▶ _What you are asked to do_: Having found the line that holds "pole and give me the boxes", give that line and all lines after it again, word for word, through the end of the data below.

Collected data

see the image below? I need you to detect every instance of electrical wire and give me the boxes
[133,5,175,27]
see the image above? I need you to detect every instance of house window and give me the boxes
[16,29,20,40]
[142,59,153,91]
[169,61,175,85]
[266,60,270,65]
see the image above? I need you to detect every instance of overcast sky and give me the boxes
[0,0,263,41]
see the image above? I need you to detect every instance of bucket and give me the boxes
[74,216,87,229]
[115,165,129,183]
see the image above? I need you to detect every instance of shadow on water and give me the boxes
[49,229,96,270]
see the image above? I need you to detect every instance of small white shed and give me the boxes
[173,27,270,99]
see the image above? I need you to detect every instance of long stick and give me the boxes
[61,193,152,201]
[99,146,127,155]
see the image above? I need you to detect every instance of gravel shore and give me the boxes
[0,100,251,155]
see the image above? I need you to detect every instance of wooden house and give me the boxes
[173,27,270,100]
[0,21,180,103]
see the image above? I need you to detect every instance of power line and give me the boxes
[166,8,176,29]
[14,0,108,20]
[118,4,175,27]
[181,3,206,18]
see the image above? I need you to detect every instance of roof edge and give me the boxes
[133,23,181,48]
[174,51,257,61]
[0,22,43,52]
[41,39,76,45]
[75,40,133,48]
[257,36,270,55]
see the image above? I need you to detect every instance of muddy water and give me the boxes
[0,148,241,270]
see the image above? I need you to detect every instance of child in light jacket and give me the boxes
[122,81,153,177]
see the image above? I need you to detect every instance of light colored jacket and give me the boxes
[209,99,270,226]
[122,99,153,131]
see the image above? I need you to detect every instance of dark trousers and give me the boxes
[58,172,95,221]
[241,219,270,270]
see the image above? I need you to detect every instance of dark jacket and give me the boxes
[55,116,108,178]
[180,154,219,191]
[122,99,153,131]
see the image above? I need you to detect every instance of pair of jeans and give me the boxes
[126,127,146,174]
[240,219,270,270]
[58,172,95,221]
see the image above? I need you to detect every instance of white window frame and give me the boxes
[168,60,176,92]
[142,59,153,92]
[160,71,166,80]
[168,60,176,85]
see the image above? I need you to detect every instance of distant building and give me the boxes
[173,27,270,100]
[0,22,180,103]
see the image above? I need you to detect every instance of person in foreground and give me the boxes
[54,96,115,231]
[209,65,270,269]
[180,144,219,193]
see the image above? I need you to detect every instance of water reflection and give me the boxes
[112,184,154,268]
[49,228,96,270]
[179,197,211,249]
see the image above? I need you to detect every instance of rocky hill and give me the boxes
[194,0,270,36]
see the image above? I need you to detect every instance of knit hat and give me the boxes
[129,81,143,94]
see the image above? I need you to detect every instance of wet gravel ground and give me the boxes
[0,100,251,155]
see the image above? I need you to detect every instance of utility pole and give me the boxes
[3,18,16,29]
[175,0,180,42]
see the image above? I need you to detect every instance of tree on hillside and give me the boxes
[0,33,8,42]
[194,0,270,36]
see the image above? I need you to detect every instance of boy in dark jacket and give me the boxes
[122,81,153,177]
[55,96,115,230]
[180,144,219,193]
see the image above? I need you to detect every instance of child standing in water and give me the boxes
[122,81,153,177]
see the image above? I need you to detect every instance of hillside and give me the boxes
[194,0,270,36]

▶ _Solved problem_:
see the image above? I need you to detect every instance of utility pole and give me the boxes
[3,18,16,29]
[175,0,180,42]
see the image above? I need you to detect every instance of tree on hillside and give me the boxes
[0,33,8,42]
[194,0,270,36]
see the image above? I need you to detect every instance of boy in dark jacket and give me the boxes
[122,81,153,177]
[55,96,115,230]
[180,144,219,193]
see the image above? I need you to detect every instance of child standing in water and give me the boxes
[122,81,153,177]
see the image above? I need you to detect every instance of hillside and give me the boxes
[194,0,270,36]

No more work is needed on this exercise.